- _Objective 1_
In the Seq2Seq passage, how does the decoder get the information it uses to build the output sequence?
- _Objective 2_
Please recast the lines of the records below as a numbered list without any blank lines, and omit the pictures from your answer.

- _Excerpt to read_
© The Author(s), under exclusive license to APress Media, LLC, part of Springer Nature 2022
S. M. JainIntroduction to Transformers for NLPhttps://doi.org/10.1007/978-1-4842-8844-3_2

2. Introduction to Transformers

Shashank Mohan Jain1  
(1)
Bangalore, India
 

Around December 2017, a seminal paper titled “Attention Is All You Need” was published. This paper revolutionized the way the NLP domain would look like in the times to come. Transformers and what is known as a sequence-to-sequence architecture are described in this paper.

A sequence-to-sequence (or Seq2Seq) neural network is a neural network that converts one sequence of components into another, such as the words in a phrase. (Considering the name, this should come as no surprise.)

Seq2Seq models excel at translation, which involves transforming a sequence of words from one language into a sequence of other words in another. Long Short-Term Memory (LSTM)–based neural network architectures are deemed best for the sequence-to-sequence kind of requirements. The LSTM model has a concept of forget gates via which it can also forget information, which it doesn’t need to remember.

What Is a Seq2Seq Neural Network?

A Seq2Seq model is one that begins with a sequence of objects (such as words, letters, or time series) and produces still another sequence of items as its output. When it comes to neural machine translation, we need to provide an input sentence in a specific language, and output should be the translated text in another language.

As shown in Figure 2-1 , the neural network based on the Seq2Seq architecture takes the word learn as input and outputs the French translation of the word.

A representation of neural network form of seq to seq architecture which takes up the input and output for the translation in french of the word learn.

Figure 2-1

Function of a Seq2Seq network

The encoder and decoder are the two components that make up the model as shown in Figure 2-2. The input sequence’s context is saved by the encoder in the form of a vector, which it then transmits to the decoder so that the decoder may construct the output sequence based on the information it contains.

The architecture of encoders and decoders was mainly manifested by RNNs, LSTMs, or GRUs for sequence-to-sequence tasks.

A representation of the sequence-to-sequence order network for the decoder and the encoder which explains the architecture of the translation mask.

Figure 2-2

Encoder-decoder usage in Seq2Seq networks

Figure 2-2 explains how the encoder and decoder fit into the Seq2Seq architecture for a translation task.

- _Exercise input_
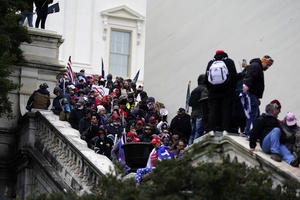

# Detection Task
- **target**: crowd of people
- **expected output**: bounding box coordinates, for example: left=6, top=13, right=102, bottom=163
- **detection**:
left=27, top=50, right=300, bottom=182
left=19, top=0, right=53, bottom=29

- _Written solution 1_
The encoder saves the context of the input sequence as a vector and passes that vector to the decoder. The decoder then constructs the output sequence from the information the vector contains.

- _Written solution 2_
1. # Detection Task
2. - **target**: crowd of people
3. - **expected output**: bounding box coordinates, for example: left=6, top=13, right=102, bottom=163
4. - **detection**:
5. left=27, top=50, right=300, bottom=182
6. left=19, top=0, right=53, bottom=29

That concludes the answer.